* **Tasks**
a. In the article about Five Below opening on Fifth Avenue, how large will the Manhattan store be?
b. Repeat the passage of the Five Below article from "So it came as" up to and including "of Fifth Avenue.", substituting "budget retailer" for "discount retailer".

* **Study text**
[Start of Attachment]

Manhattan’s Fifth Avenue has long been known to house shops for some of the world’s most iconic luxury brands: Tiffany & Co., Rolex, Prada, Gucci and more.
So it came as a surprise when Five Below, a discount retailer whose calling card is not selling anything for more than $5, announced it would open a flagship on the famous street. Multiple retail brokers acknowledged that this was a bit out of the ordinary, but they did not see it leading to a complete transformation of Fifth Avenue.
“It’s more of a symbolic thing, I believe, for Fifth Avenue,” said Christopher Okada, president of Okada & Company. “If it was a 30,000-square-foot store, and it had ’99-cent’ written on it, I think that’s a little bit different.”
Five Below is planning to open its first Manhattan store in November at General Growth Properties’ 530 Fifth Avenue. The store will span 10,800 square feet, which is about 3,000 square feet larger than the average size for the company.
Five Below declined to comment for this story, and GGP did not respond to a request for comment.
Despite the treacherous retail landscape overall, discount stores have been doing well and may become more prominent even in upscale shopping districts, said Timothy King, CEO of the Brooklyn-based brokerage firm CPEX Real Estate. However, he does not view Five Below’s lease as a sign that Fifth Avenue is about to become better known for discount stores than luxury brands.
“Fifth Avenue will always be Fifth Avenue. I don’t think it’s going to become the epicenter of Joe’s Bargain Store,” King said. “But having said that, there is a reality, and if I’m an owner with a vacant space, and a tenant comes along and pays a rent that I’m comfortable with, I’m not sure that I can afford the luxury of saying, ‘No, I can’t afford to put this sort of tenant there.’”
Discount stores have been aggressively expanding in New York in recent years. Retailers such as Family Dollar, Dollar Tree and Lot-Less Closeouts had zero locations in the city as recently as 2008, but by 2017, they had a combined 161 locations, according to the annual State of the Chains report from Center for an Urban Future.
Family Dollar and Dollar Tree expanded particularly aggressively between 2015 and 2016, when they increased from 67 to 79 stores and 10 to 73 stories, respectively.
“Not only are these discount stores seeing the opportunities to expand at a time when other retailers aren’t,” said Eli Dvorkin, CUF’s managing editor, “they are meeting a need in the market that goes a lot further beyond just those New Yorkers who are barely scraping by.”
A recent article in The Real Deal found that these discount stores generally do not end up in high-profile locations. Family Dollar, for instance, had just one store in Manhattan last year compared to 23 in the Bronx.
Gene Spiegelman, vice chairman of Ripco Real Estate, maintained that the section of Fifth Avenue below 49th Street, where Five Below is going, is actually not as high-profile as its Fifth Avenue address might suggest. Most of the luxury brands on the avenue are concentrated above 49th Street, while the section below 49th Street has more affordable stores such as Skechers and H&M. The shoe and skatewear company Vans is also planning to open a flagship store in the same building as Five Below.
He still characterized Five Below’s bid for a Fifth Avenue flagship as an “aggressive move,” but it is one that he believes will work out.
“I think anything that draws shoppers and that’s attractive to customers is positive,” Spiegelman said. “If this was north of 49th Street, I’d have a different read on it. South of 49th Street, I think it’s compatible.”
Okada echoed this sentiment, framing the selection of Five Below as a defensive move for GGP but one that still constituted a victory. Five Below appears to be a fundamentally strong company, he said, so the lease is likely to work out well for GGP and is certainly an upgrade from dealing with vacant space.
“For GGP to not have to worry about having 11,000 square feet of Fifth Avenue retail is good,” he said. “Again, they don’t have the luxury of saying no to Prada or Gucci.”

[End of Attachment]

* **Raw data**
[Start of Attachment]

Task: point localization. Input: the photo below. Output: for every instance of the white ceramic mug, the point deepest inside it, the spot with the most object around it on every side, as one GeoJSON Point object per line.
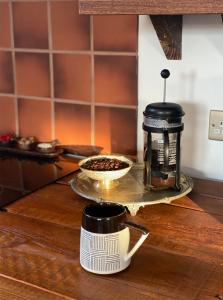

[End of Attachment]

* **Results of the exercise**
a. It will span 10,800 square feet.

b.
So it came as a surprise when Five Below, a budget retailer whose calling card is not selling anything for more than $5, announced it would open a flagship on the famous street. Multiple retail brokers acknowledged that this was a bit out of the ordinary, but they did not see it leading to a complete transformation of Fifth Avenue.